> [TASKS TO CARRY OUT]
A. Which percentage figures appear in the blog post on MAR autism? List every one in the order it appears.
B. Can you rewrite the paragraph beginning "But of perhaps equal importance" in the blog post on MAR autism as a short bulleted list that keeps its main facts?

> [DOCUMENT SECTION]
----------------------------------------

Friday, 25 October 2013

MAR autism and maternal autoimmune conditions: speculations

The term MAR autism - maternal autoantibody-related autism - whilst still a relatively new addition to the autism research vocabulary, has nevertheless already courted some controversy. This follows a decision to try and commercialise the growing research base in this area (see here) which raised a few eyebrows in various quarters.
Speculating on a dead cat bounce?  @ Wikipedia 

As I indicated on my previous post about said commercialisation, there are a few questions which perhaps need answering before this work starts down the path of becoming any sort of reliable 'autism test'. Some of these questions being particularly important if one is to learn the lessons from another proposed autism test which came across a few problems in replication recently (see here).

Away from such discussions, the notion that a proportion of mums of children with autism spectrum disorder (ASD) "have antibodies in their bloodstream that react with proteins in the brain of their babies" is potentially a very important finding. The evidence for such a process is actually becoming quite consistent (see here) following on from other investigations pointing at some role for the maternal immune system when it comes to at least some cases of autism (see here).

The paper by Lior Brimberg and colleagues* adds to the autism - maternal anti-brain antibodies story with their findings suggesting that "Mothers of an ASD child were four times more likely to harbor anti-brain antibodies than unselected women of child-bearing age (10.5 vs 2.6%)" based on the analysis of collected data from one or two quite large autism study initiatives (Simons Simplex Collection and Autism Genetic Exchange Resource). This in itself would be a worthy confirmatory research finding bearing in mind the number of plasma samples that were analysed as part of the study.

But of perhaps equal importance was the observation that "The analysis of ASD mothers with brain-reactive antibodies also revealed an increased prevalence of autoimmune diseases, especially rheumatoid arthritis and systemic lupus erythematosus". This point was covered by other commentary of this study (see here) including findings related to the detection of anti-nuclear antibodies (ANAs) (53% vs 13.4%) in autism mums with and without the anti-brain antibodies respectively.

Those who regularly visit this blog might know about my interest in all things autoimmunity with autism in mind (see here). The suggestion that the presence of brain reactive antibodies seemed to correlate with an increased frequency of maternal autoimmune conditions or their biological links represents yet another possible connection between autoimmunity and autism, at least some cases of autism.

With my speculating hat firmly in place, I wondered about a couple of things as a result of these findings. I wondered for example, whether the anti-nuclear antibodies were also present in offspring of those mums who tested positive for both brain reactive antibodies and ANAs. I note that ANAs have been previously reported in cases of autism as per the findings of Mostafa and Kitchener** who observed: "Children with autism had a significantly higher percent seropositivity of anti-nuclear antibodies (20%) than healthy children (2.5%; P < 0.01)". That and their suggestion: "Anti-nuclear antibody seropositivity was significantly higher in autistic children with a family history of autoimmunity than those without such history (36.8% and 5%, respectively; P < 0.001)" makes for some interesting connections.

----------------------------------------

> [DATASET]
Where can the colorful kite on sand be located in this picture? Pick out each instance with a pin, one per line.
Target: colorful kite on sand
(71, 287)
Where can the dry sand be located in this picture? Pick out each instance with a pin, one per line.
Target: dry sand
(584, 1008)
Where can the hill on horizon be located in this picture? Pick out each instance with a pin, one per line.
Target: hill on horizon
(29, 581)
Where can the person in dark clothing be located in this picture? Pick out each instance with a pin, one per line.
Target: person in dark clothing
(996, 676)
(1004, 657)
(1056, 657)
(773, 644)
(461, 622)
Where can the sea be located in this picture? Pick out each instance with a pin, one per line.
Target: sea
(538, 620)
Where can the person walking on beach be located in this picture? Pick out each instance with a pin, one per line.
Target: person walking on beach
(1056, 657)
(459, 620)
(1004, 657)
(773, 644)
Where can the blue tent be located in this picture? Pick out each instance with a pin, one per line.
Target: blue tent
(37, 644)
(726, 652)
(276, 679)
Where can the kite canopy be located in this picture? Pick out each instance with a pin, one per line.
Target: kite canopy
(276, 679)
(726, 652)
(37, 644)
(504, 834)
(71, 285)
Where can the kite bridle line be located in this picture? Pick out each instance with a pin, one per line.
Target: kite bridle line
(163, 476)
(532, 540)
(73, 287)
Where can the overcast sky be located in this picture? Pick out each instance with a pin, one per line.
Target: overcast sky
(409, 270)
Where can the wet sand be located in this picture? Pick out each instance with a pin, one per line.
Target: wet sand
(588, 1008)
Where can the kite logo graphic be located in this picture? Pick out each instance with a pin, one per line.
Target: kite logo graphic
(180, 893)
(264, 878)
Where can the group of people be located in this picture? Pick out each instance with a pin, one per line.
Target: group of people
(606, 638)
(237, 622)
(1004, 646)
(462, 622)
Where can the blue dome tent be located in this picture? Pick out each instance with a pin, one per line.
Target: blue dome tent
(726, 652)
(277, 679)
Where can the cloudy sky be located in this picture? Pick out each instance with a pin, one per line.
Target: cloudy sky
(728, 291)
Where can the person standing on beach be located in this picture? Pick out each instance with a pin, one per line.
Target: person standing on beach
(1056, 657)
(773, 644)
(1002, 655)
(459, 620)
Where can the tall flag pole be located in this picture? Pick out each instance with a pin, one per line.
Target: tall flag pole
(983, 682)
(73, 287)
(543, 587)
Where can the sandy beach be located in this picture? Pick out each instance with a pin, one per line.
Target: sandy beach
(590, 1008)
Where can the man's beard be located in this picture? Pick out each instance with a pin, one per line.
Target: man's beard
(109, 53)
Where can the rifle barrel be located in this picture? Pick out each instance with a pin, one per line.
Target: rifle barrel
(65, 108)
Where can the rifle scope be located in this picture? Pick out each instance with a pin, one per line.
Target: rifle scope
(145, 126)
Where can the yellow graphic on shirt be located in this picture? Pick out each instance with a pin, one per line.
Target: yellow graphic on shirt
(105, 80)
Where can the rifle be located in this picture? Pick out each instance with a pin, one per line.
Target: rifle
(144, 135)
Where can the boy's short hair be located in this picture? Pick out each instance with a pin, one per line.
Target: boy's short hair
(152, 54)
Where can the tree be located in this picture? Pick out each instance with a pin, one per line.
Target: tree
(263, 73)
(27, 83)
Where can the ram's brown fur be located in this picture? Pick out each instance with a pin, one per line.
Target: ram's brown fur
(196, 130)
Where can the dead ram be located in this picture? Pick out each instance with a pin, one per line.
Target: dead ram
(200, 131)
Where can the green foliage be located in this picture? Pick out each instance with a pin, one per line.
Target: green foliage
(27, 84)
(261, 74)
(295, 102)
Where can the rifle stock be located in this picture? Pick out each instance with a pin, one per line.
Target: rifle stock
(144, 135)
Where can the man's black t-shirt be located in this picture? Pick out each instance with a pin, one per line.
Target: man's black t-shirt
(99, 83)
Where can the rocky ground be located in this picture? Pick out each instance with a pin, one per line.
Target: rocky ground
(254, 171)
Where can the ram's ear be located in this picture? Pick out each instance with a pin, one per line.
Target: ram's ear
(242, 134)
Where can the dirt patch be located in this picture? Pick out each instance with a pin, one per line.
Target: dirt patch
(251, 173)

----------------------------------------

> [SOLUTIONS BY TASK]
A. 10.5%, 2.6%, 53%, 13.4%, 20%, 2.5%, 36.8%, 5%

B.
- Mothers of ASD children who had brain-reactive antibodies also showed a higher prevalence of autoimmune diseases, especially rheumatoid arthritis and systemic lupus erythematosus.
- Other commentary on the study also covered this point.
- That commentary included findings on anti-nuclear antibodies (ANAs): 53% in autism mothers with anti-brain antibodies vs 13.4% in those without.